_Goal_
Copy each of the following entries word for word, reproducing every line as it appears.

(Position identification entries)
****************************************

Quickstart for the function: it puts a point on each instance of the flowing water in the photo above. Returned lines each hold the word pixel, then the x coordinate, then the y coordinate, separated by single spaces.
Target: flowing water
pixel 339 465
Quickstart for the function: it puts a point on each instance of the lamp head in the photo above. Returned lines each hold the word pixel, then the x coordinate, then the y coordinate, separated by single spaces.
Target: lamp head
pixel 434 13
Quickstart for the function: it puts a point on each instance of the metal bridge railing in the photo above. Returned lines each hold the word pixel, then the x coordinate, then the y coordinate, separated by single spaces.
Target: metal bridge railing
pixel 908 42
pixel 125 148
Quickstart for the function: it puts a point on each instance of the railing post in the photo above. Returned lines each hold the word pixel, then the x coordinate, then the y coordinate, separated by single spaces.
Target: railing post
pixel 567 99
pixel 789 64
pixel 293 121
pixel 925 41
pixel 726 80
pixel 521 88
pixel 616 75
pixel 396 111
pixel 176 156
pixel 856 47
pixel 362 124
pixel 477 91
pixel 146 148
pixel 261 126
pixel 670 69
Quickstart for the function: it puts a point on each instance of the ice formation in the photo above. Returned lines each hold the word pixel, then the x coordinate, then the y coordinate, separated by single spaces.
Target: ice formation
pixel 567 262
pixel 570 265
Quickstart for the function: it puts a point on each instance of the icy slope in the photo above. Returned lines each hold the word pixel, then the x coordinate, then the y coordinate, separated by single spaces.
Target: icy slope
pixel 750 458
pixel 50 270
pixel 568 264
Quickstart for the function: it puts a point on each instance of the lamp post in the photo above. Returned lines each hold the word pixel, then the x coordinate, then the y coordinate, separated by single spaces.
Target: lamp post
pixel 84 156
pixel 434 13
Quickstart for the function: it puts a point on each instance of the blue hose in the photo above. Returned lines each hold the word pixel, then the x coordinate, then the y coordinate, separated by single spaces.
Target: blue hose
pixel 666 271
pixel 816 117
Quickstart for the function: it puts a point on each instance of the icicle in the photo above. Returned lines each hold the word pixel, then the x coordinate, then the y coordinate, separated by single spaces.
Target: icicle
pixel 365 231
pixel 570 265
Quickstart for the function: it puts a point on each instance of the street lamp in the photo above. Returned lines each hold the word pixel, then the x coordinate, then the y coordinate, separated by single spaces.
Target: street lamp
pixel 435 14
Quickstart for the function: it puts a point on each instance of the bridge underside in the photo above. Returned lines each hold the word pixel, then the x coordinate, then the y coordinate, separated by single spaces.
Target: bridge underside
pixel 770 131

****************************************

_In response_
Quickstart for the function: it puts a point on each instance of the flowing water in the photo above. Returned lines each hold the word pixel, then the x coordinate, then the y coordinate, separated by single spaces.
Target: flowing water
pixel 339 465
Quickstart for the function: it puts a point on each instance of the lamp head in the photo above. Returned lines each hold the word pixel, then the x coordinate, then the y coordinate, separated by single spaces.
Target: lamp head
pixel 434 13
Quickstart for the function: it puts a point on each instance of the metal bridge railing in the photo above. Returned lines each hold the word pixel, then the x coordinate, then the y coordinate, separated by single spaces.
Target: metal bridge railing
pixel 908 42
pixel 125 148
Quickstart for the function: it puts a point on each instance of the railing post in the photo above. Returned lines each hold the word pixel, then the x coordinate, then the y coordinate, separated by single spaces.
Target: railing post
pixel 567 99
pixel 789 64
pixel 293 121
pixel 925 41
pixel 726 80
pixel 521 88
pixel 616 75
pixel 396 111
pixel 176 156
pixel 856 47
pixel 362 124
pixel 477 91
pixel 146 148
pixel 261 126
pixel 670 69
Quickstart for the function: it puts a point on each instance of the ice formation in the photo above. Returned lines each hold the word pixel, then the x coordinate, then the y coordinate, separated by single spaces.
Target: ice formation
pixel 567 262
pixel 570 265
Quickstart for the function: it puts a point on each instance of the icy slope in the photo above. Returned lines each hold the word pixel, then the x coordinate, then the y coordinate, separated by single spaces.
Target: icy slope
pixel 750 458
pixel 50 270
pixel 568 264
Quickstart for the function: it puts a point on each instance of the lamp post in the photo above. Returned lines each hold the word pixel, then the x coordinate, then the y coordinate, separated by single spaces.
Target: lamp post
pixel 84 156
pixel 434 13
Quickstart for the function: it puts a point on each instance of the blue hose in the photo above. Returned lines each hold the word pixel, then the x coordinate, then the y coordinate, separated by single spaces.
Target: blue hose
pixel 666 271
pixel 816 117
Quickstart for the function: it puts a point on each instance of the icicle in the photo above. Returned lines each hold the word pixel, then the x coordinate, then the y coordinate, separated by single spaces.
Target: icicle
pixel 365 231
pixel 570 265
Quickstart for the function: it puts a point on each instance of the street lamp in the photo above. Returned lines each hold the word pixel, then the x coordinate, then the y coordinate, separated by single spaces.
Target: street lamp
pixel 435 14
Quickstart for the function: it puts a point on each instance of the bridge underside in the photo above. Returned lines each hold the word pixel, then the x coordinate, then the y coordinate, separated by single spaces.
Target: bridge underside
pixel 770 131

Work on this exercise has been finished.